Start of Article

In the embodiments and examples not covered by the invention illustrated in <FIG> and <FIG>, the second heat exchanger <NUM> and the second hydrogen heater <NUM> are provided in parallel in the second circuit <NUM>. Specifically, the second hydrogen heater <NUM> is provided on a bypass line <NUM> provided to bypass the second heat exchanger <NUM> in the second circuit <NUM>. The bypass line <NUM> is provided to diverge from the second circuit <NUM> on a side downstream of the second turboexpander <NUM> and upstream of the second heat exchanger <NUM> and merge into the second circuit <NUM> on a side downstream of the second heat exchanger <NUM> and upstream of the pump <NUM> (i.e., upstream of the third heat exchanger <NUM>).

In the example illustrated in <FIG> and the embodiment illustrated in <FIG> the second heat exchanger <NUM> and the second hydrogen heater <NUM> are provided in series in the second circuit <NUM>. Specifically, the second hydrogen heater <NUM> is provided downstream of the second turboexpander <NUM> and upstream of the second heat exchanger <NUM> in the second circuit <NUM>.

In the embodiments described above, in the hydrogen line <NUM> for guiding the hydrogen to the supply destination, the second hydrogen heater <NUM> for heat exchange between the hydrogen and the second working medium is provided upstream of the first hydrogen heater <NUM> for heat exchange between the hydrogen and the heat medium. Thus, in the first hydrogen heater <NUM>, heat exchange occurs between the heat medium and the hydrogen, the temperature of which has been increased by heat exchange with the second working medium in the second hydrogen heater <NUM>. Thus, even when the heat medium supplied to the first hydrogen heater <NUM> is a fluid having a relatively high freezing point (e.g., seawater), the heat medium does not easily freeze in the first hydrogen heater <NUM>. Consequently, freezing of the fluid flowing through the first hydrogen heater <NUM> (heat exchanger) can be suppressed.

End of Article
Start of Given records

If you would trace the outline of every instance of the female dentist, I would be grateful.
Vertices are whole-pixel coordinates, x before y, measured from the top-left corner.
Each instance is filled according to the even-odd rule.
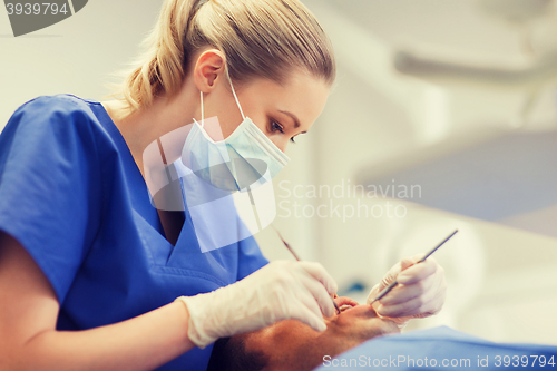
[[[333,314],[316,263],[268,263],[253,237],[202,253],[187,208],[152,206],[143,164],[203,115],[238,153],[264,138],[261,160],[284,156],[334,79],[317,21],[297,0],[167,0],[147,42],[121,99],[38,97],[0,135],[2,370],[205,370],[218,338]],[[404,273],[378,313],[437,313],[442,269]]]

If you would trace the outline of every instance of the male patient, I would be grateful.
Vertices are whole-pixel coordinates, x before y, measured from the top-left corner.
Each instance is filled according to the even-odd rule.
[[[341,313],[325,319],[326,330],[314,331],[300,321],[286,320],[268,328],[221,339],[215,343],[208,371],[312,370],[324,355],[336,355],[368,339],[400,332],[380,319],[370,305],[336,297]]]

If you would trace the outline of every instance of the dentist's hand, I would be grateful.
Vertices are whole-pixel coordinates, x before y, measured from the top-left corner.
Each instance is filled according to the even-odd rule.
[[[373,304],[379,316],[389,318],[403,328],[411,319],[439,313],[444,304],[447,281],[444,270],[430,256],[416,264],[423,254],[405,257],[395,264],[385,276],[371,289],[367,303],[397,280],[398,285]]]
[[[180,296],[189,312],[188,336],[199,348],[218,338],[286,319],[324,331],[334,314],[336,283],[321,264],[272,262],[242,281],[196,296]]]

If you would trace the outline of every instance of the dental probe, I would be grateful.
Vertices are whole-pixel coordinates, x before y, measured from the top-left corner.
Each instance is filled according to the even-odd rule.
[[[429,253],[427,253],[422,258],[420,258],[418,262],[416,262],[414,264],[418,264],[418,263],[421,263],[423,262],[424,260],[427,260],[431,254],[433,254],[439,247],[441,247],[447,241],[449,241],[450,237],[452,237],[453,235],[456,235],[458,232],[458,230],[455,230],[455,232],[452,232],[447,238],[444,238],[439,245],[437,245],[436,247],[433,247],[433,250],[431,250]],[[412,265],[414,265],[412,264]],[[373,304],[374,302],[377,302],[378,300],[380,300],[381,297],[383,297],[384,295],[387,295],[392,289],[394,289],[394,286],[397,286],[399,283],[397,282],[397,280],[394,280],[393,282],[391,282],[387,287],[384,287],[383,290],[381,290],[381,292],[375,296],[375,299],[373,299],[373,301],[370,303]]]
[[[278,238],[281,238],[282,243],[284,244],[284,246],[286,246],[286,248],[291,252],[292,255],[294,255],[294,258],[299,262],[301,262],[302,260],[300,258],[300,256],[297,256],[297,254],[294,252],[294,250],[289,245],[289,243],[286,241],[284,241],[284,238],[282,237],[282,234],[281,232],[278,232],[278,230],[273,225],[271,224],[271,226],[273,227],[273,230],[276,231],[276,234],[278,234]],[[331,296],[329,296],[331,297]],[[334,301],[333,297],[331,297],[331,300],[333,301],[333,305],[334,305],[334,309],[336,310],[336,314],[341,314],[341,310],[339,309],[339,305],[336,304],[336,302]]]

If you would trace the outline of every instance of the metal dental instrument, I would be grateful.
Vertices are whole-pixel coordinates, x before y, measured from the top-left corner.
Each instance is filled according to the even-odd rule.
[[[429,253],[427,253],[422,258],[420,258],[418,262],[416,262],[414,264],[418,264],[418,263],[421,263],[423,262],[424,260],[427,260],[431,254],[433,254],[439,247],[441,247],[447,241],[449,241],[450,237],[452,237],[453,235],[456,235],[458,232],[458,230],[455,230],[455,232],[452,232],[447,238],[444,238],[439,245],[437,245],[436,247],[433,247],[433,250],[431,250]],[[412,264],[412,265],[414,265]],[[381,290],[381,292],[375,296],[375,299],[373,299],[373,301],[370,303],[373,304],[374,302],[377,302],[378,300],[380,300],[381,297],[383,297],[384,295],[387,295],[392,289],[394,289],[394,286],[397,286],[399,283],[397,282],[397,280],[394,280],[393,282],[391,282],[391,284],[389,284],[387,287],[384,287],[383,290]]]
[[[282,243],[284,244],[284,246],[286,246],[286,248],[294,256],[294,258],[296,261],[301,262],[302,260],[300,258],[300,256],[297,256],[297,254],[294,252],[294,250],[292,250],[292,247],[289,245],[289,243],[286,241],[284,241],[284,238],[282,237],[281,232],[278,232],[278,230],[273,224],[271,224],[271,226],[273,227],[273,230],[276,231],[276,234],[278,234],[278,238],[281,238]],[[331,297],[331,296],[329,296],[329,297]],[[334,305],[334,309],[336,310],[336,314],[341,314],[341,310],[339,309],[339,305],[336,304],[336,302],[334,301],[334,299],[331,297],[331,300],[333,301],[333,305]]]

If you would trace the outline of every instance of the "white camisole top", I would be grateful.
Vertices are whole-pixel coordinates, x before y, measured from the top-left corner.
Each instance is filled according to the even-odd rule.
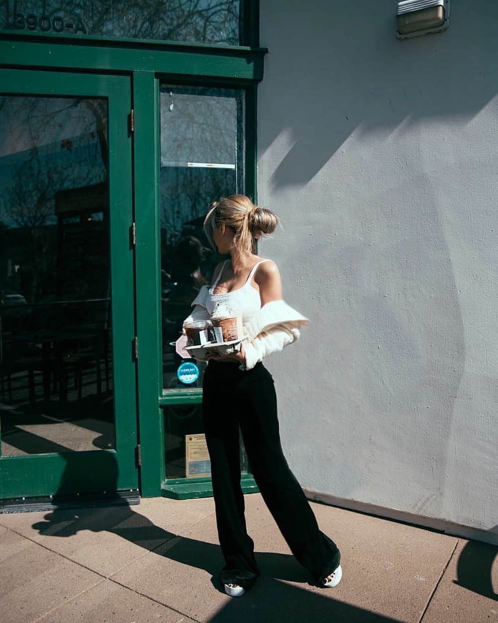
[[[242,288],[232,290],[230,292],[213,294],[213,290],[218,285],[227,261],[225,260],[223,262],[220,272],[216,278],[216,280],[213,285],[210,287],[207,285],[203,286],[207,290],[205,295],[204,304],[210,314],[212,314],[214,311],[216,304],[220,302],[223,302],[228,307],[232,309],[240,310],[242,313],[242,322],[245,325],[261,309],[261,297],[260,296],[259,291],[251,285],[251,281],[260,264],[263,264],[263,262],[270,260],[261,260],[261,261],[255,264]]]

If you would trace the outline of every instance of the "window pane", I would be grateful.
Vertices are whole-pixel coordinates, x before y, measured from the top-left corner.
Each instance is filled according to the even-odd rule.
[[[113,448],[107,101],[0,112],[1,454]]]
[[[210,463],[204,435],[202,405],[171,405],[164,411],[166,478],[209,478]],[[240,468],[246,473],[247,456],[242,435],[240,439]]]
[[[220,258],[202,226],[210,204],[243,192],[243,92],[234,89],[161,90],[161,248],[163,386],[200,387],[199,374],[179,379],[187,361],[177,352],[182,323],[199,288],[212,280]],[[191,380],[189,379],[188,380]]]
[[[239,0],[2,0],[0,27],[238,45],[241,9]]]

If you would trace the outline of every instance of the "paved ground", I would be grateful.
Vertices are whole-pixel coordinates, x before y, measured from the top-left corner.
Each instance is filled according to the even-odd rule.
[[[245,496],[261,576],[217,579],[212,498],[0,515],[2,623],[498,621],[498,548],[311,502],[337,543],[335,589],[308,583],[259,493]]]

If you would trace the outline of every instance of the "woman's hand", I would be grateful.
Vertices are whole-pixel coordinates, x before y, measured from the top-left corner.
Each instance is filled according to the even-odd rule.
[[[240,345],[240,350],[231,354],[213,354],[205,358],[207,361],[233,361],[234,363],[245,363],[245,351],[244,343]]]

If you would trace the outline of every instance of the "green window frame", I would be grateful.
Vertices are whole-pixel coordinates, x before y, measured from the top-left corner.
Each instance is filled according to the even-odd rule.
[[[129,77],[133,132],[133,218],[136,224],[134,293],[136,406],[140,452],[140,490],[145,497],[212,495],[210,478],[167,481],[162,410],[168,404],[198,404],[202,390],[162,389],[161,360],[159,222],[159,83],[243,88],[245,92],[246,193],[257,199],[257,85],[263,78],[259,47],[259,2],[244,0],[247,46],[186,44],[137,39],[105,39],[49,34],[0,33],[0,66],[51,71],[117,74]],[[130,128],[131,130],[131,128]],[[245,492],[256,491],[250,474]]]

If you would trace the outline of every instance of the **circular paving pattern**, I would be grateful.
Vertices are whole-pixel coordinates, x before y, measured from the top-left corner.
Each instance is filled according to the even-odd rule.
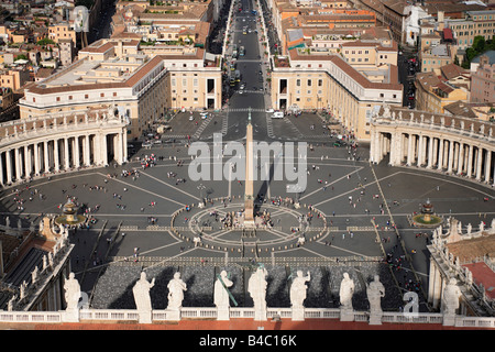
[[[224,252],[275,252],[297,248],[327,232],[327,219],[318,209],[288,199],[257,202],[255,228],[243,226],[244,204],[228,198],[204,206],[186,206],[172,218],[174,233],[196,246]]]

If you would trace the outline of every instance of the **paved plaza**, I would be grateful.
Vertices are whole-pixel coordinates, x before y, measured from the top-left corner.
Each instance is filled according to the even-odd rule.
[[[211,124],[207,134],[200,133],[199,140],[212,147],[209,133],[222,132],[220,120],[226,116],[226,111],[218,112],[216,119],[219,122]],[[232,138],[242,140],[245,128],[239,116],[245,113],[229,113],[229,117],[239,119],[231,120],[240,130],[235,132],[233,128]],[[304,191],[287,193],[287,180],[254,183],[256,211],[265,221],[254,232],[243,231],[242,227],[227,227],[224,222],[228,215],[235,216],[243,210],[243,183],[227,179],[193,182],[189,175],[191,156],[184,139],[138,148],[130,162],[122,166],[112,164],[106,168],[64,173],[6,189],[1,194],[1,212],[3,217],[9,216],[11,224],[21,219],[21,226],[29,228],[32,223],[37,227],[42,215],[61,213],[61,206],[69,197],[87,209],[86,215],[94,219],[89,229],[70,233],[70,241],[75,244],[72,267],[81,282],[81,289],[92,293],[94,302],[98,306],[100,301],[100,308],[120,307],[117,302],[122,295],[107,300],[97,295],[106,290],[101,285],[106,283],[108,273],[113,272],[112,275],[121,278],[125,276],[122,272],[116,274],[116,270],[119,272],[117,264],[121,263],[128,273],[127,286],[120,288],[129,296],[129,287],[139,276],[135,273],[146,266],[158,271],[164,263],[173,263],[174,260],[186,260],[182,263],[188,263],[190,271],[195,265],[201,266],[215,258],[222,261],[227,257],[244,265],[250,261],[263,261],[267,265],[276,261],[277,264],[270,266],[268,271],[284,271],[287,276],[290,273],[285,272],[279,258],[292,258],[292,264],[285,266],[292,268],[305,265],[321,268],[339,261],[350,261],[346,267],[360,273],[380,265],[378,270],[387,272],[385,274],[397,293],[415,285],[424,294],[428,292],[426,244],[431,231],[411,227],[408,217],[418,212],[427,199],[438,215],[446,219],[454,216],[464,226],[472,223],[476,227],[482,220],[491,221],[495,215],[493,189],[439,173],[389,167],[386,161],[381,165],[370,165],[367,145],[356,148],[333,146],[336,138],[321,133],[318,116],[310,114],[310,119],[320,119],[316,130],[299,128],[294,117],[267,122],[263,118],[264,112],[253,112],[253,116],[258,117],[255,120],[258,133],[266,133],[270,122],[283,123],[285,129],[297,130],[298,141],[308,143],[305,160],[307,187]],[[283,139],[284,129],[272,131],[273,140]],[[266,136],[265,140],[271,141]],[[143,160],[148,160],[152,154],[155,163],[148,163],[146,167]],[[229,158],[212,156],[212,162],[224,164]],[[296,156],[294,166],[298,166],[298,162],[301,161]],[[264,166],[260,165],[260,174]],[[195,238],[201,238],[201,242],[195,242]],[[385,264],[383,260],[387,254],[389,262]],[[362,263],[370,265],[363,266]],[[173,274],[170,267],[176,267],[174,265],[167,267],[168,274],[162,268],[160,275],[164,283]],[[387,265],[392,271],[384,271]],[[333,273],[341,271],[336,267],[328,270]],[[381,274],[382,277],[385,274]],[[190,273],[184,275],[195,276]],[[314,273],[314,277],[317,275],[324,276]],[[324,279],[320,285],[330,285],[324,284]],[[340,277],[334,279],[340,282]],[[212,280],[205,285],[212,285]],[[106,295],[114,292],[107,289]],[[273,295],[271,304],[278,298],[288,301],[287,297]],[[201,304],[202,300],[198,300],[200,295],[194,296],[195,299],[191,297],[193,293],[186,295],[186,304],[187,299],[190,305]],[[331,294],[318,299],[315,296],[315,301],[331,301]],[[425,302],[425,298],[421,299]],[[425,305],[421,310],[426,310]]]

End of Given records

__Requirements__.
1. Set down the stretch of the heat exchanger text from "In the example" through "of the second heat exchanger <NUM> in the second circuit <NUM>.".
2. List every line of the records that contains the string "hand", matching case.

__Answer set__.
1.
In the example illustrated in <FIG> and the embodiment illustrated in <FIG> the second heat exchanger <NUM> and the second hydrogen heater <NUM> are provided in series in the second circuit <NUM>. Specifically, the second hydrogen heater <NUM> is provided downstream of the second turboexpander <NUM> and upstream of the second heat exchanger <NUM> in the second circuit <NUM>.

2.
If you would trace the outline of every instance of the dentist's hand, I would be grateful.
If you would trace the outline of every instance of the "woman's hand", I would be grateful.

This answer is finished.